=== What is asked ===
Collect every line of the material below that contains the string "plastic". Letter case matters, so count only lines where it appears in that same case.

=== Given records ===
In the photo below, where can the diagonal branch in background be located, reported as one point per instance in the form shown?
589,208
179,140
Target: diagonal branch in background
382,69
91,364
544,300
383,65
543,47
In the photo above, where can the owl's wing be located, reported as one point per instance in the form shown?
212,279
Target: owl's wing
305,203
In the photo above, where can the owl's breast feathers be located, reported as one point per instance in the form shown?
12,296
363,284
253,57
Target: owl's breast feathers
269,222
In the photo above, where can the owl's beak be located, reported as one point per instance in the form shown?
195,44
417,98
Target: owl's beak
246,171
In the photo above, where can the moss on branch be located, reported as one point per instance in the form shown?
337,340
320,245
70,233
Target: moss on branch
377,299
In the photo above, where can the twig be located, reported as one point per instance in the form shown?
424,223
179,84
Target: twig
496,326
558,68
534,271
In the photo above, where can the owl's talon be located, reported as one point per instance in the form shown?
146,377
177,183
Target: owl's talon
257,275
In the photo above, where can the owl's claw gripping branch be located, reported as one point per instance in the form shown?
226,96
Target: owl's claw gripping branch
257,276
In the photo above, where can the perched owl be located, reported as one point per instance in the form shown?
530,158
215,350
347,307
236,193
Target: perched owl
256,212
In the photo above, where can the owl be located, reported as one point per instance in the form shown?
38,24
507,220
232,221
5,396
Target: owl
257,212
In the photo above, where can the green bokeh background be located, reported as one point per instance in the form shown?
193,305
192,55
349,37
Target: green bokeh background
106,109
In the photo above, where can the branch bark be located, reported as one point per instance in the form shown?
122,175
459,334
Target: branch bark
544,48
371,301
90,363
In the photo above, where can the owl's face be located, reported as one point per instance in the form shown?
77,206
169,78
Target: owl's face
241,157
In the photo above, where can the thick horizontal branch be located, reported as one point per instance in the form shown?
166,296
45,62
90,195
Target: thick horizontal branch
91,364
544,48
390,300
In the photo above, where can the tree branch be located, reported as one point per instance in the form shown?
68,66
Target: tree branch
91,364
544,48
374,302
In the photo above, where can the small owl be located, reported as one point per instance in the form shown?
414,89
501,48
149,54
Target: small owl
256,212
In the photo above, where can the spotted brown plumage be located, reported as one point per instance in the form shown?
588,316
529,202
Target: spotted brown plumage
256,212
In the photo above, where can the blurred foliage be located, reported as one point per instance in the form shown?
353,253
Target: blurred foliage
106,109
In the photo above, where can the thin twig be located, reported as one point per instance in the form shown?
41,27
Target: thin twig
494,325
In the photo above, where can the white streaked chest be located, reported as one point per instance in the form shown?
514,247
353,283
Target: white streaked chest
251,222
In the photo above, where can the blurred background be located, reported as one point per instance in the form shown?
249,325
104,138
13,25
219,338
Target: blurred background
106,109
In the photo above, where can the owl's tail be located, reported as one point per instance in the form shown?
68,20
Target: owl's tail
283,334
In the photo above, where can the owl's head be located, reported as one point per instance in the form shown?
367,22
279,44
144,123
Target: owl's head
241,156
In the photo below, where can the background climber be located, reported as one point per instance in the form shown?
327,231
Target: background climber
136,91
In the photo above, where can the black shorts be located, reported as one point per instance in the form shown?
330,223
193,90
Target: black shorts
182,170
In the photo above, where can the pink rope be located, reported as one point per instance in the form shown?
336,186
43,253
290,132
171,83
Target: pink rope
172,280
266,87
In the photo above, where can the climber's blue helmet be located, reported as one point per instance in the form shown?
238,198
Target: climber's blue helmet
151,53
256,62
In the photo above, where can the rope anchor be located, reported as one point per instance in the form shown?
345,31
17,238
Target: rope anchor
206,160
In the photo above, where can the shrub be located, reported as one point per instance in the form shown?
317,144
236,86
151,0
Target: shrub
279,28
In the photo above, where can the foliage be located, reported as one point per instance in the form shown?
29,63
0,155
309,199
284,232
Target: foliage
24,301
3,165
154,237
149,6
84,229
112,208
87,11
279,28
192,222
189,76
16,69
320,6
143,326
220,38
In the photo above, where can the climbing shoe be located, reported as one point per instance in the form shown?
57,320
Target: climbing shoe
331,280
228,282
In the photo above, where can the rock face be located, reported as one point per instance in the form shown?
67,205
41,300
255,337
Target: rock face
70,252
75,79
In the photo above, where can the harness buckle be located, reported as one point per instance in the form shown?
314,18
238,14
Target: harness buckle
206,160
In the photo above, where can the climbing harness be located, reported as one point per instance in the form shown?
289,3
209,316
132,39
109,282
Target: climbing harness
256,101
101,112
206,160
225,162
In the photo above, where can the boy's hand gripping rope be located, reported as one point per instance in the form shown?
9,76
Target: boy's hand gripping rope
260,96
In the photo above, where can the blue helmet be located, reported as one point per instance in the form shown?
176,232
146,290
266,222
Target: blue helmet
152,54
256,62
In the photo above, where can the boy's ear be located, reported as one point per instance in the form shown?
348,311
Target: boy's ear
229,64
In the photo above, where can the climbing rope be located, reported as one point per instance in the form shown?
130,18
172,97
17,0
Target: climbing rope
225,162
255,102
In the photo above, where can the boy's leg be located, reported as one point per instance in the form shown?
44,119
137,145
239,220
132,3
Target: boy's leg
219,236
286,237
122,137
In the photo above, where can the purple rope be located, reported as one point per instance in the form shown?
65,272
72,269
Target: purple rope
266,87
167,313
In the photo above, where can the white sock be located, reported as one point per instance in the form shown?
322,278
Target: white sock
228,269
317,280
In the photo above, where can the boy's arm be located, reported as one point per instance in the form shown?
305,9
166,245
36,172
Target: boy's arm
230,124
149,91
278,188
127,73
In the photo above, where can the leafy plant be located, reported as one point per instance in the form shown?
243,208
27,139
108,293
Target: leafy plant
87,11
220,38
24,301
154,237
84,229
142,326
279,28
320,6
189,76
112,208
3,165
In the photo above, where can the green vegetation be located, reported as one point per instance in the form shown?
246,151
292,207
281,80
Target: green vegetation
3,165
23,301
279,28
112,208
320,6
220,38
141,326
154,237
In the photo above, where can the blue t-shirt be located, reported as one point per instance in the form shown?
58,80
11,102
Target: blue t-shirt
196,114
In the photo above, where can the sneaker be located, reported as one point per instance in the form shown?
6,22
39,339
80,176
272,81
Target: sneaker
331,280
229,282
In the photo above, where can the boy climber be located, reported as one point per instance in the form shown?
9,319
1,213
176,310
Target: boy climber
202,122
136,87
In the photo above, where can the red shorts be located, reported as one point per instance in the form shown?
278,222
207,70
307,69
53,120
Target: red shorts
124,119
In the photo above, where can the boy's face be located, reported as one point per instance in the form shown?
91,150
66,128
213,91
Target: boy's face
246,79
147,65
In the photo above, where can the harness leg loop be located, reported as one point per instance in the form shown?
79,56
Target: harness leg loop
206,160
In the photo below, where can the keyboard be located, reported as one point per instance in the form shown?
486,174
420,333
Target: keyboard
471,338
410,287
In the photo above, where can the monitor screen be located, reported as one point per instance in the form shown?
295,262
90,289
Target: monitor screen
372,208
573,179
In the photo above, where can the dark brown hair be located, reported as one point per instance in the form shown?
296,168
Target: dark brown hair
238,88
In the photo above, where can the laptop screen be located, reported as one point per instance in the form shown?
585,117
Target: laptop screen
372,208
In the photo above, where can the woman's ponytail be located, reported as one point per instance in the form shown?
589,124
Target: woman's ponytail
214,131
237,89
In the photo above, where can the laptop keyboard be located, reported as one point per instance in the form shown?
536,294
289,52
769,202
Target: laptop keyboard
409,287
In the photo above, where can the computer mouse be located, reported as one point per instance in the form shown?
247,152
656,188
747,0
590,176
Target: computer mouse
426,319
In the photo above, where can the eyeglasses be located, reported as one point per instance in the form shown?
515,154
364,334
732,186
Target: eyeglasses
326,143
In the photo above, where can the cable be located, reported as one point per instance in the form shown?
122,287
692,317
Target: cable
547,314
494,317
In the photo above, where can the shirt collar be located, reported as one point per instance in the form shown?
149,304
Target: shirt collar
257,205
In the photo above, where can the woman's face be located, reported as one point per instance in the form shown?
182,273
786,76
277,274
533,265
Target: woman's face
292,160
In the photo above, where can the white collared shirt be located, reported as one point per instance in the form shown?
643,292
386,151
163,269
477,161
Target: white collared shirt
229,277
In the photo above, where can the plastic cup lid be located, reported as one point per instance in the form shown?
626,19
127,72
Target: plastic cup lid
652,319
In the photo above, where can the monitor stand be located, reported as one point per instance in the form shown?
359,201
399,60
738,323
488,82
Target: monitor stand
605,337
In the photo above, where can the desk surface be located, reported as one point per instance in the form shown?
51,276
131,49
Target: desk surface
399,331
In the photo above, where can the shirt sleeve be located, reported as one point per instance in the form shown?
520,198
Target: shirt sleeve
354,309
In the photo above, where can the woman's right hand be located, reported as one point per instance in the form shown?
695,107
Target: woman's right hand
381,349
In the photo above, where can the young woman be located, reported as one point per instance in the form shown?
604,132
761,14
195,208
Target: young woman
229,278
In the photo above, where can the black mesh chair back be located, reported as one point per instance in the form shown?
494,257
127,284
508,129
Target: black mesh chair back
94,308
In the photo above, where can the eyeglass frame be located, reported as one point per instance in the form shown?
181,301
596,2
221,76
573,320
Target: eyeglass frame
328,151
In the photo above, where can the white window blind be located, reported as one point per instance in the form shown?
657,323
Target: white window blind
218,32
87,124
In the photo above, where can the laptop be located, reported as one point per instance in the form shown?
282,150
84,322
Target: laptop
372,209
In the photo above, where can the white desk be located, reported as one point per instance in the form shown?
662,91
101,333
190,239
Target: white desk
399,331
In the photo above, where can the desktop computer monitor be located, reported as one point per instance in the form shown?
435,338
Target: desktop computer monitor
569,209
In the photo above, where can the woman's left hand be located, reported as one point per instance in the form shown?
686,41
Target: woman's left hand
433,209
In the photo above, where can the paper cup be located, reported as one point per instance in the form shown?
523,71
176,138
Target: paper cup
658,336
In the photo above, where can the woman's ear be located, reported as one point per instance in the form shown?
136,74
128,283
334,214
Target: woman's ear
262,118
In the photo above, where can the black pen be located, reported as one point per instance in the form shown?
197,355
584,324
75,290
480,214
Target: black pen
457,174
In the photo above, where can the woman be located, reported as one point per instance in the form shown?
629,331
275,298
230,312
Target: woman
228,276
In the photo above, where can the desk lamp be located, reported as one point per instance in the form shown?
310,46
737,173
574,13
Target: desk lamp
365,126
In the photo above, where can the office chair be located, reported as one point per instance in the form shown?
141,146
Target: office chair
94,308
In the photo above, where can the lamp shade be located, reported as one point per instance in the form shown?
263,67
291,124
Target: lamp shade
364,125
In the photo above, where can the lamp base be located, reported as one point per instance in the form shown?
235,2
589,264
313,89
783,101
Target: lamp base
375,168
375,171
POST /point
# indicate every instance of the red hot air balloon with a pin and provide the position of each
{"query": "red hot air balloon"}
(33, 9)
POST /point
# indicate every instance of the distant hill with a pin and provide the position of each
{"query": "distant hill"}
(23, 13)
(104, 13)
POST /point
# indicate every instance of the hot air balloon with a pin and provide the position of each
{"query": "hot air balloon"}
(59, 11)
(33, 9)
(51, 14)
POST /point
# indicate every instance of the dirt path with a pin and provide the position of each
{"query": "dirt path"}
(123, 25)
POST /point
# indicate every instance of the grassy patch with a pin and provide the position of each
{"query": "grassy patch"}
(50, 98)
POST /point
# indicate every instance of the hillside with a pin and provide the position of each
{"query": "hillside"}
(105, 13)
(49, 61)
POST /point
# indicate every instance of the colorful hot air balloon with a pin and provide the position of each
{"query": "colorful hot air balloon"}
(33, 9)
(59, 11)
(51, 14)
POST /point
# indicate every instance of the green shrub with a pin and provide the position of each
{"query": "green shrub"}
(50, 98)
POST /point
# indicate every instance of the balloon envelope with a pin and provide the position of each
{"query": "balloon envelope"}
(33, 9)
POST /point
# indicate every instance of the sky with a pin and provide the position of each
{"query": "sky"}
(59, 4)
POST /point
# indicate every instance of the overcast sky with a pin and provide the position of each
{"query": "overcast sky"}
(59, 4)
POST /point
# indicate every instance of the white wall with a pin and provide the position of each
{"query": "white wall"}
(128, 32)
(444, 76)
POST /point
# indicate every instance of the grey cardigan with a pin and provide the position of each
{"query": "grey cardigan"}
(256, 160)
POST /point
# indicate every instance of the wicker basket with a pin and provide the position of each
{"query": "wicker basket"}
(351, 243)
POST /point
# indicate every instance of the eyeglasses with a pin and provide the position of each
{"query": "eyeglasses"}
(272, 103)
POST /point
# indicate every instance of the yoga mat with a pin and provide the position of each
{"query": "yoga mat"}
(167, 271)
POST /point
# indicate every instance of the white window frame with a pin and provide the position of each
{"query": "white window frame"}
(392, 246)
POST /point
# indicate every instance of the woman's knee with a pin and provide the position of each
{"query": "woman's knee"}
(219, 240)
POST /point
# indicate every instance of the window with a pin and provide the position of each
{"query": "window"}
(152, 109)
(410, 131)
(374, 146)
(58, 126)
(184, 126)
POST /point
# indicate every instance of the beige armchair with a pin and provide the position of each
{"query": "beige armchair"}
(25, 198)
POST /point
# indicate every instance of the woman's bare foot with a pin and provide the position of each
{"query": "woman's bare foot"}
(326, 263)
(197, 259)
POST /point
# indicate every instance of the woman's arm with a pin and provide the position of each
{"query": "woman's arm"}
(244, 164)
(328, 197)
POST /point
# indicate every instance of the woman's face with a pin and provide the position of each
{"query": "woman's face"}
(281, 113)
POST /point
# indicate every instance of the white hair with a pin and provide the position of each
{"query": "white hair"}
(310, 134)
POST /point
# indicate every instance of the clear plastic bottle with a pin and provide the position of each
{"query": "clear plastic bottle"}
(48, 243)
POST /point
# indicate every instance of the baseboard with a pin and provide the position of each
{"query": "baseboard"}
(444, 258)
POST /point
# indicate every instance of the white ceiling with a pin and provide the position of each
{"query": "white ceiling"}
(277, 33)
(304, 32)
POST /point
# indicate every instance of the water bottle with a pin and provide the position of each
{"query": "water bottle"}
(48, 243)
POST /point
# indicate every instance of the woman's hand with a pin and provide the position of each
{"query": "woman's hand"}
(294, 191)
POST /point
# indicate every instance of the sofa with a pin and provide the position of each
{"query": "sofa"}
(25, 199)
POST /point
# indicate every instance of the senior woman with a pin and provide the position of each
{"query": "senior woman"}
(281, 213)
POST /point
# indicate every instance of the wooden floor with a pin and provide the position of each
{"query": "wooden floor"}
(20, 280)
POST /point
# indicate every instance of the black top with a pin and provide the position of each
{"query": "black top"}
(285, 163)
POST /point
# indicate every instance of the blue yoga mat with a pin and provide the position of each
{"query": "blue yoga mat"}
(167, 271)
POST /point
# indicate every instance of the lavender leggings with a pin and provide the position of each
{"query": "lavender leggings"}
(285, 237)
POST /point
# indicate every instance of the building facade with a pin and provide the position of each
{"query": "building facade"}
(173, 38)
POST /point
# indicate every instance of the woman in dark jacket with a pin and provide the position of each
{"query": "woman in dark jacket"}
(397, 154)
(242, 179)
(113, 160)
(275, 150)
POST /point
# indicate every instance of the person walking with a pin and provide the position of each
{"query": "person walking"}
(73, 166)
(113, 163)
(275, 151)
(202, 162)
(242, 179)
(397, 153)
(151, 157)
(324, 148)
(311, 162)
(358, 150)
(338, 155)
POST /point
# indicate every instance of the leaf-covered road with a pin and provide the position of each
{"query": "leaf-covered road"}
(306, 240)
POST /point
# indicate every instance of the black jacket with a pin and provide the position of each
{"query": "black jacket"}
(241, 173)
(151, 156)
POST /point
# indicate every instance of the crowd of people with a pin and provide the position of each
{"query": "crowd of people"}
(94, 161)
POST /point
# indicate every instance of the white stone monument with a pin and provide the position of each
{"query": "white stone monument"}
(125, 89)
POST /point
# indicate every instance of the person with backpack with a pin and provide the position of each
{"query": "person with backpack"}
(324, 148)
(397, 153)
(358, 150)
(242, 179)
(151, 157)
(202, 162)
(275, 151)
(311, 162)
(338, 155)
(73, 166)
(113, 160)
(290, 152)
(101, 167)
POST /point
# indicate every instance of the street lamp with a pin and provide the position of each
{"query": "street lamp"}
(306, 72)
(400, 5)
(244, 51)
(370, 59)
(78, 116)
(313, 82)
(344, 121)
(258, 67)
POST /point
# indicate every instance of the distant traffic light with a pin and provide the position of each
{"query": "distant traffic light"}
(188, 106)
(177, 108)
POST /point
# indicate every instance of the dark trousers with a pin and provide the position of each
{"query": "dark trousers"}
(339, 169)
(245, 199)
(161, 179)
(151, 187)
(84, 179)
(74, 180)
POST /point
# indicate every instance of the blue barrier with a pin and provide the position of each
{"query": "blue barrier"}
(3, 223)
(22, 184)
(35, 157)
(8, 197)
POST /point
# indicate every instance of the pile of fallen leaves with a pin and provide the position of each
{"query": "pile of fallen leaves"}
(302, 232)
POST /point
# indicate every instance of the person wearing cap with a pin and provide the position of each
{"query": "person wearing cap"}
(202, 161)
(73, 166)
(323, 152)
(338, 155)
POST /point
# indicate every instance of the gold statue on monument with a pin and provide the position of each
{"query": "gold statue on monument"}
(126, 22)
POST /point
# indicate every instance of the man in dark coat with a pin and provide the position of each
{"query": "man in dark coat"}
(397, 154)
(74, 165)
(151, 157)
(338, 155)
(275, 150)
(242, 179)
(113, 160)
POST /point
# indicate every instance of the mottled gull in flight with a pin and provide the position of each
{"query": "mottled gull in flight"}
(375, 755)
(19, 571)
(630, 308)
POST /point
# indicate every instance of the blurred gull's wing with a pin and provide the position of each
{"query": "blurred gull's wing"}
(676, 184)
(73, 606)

=== Problem solution ===
In the photo above, where can the plastic cup lid be located, reported as one point per instance in the form shown?
Target: plastic cup lid
# indicate every instance of the clear plastic bottle with a pin and provide the position of each
{"query": "clear plastic bottle"}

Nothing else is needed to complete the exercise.